▸ **Instruction 1**:
Answer these questions about the blog post on network neutrality:
(a) Which dictionary does the writer cite for the meaning of the word "virtual"?
(b) Which two companies does the post name among those opposing the grass roots campaign?
(c) Which two Internet success stories does the post say have joined that campaign?
▸ **Instruction 2**:
Duplicate the part of the blog post on network neutrality that runs from "We become members" up to and including "the internet community.".

▸ **Text provided**:
☆ ☆ ☆

We become members of communities in different ways. Sometimes we join voluntarily; sometimes we are automatically included. At times belonging is about what we do, or it is about what interests us, and it can just be about who we are.

Today’s post is about things happening with my groups. The news is about my self-interest, involving some of my own virtual “memberships,” but you might also be affected or interested. Note that I am using the word virtual as defined in the Random House Dictionary:
“3. temporarily simulated or extended by computer software: a virtual disk in RAM; virtual memory on a hard disk.”

Because I participate in the blogosphere, I worry that the issue of “network neutrality” is not yet settled . According to AP News on MyWay.com, there is much at stake for us in the internet community.

A Democratic takeover on Capitol Hill would be good news to those who say the government should prohibit telecommunications giants from playing favorites with Internet content.
The idea, known as “network neutrality,” is about preventing those who control traffic on the Internet from allowing well-heeled Web sites to in effect buy their way to the front of the line in a world where data flow can be as congested as Los Angeles traffic. Proponents say it should be a bipartisan issue.
. . . The issue pits those companies – including AT&T Inc. (T) and Comcast Corp. (CMCSA) – against a well-organized grass roots campaign that is joined by some of the nation’s biggest Internet success stories, such as Google and eBay.

☆ ☆ ☆

▸ **Given data**:
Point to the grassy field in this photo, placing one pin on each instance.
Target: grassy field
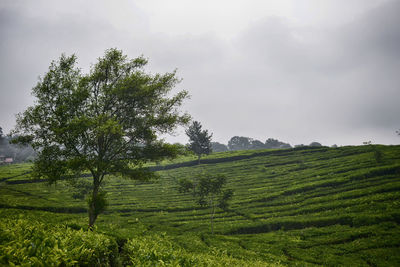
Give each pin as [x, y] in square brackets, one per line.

☆ ☆ ☆

▸ **Complete output 1**:
(a) The Random House Dictionary.
(b) AT&T Inc. and Comcast Corp.
(c) Google and eBay.

▸ **Complete output 2**:
We become members of communities in different ways. Sometimes we join voluntarily; sometimes we are automatically included. At times belonging is about what we do, or it is about what interests us, and it can just be about who we are.

Today’s post is about things happening with my groups. The news is about my self-interest, involving some of my own virtual “memberships,” but you might also be affected or interested. Note that I am using the word virtual as defined in the Random House Dictionary:
“3. temporarily simulated or extended by computer software: a virtual disk in RAM; virtual memory on a hard disk.”

Because I participate in the blogosphere, I worry that the issue of “network neutrality” is not yet settled . According to AP News on MyWay.com, there is much at stake for us in the internet community.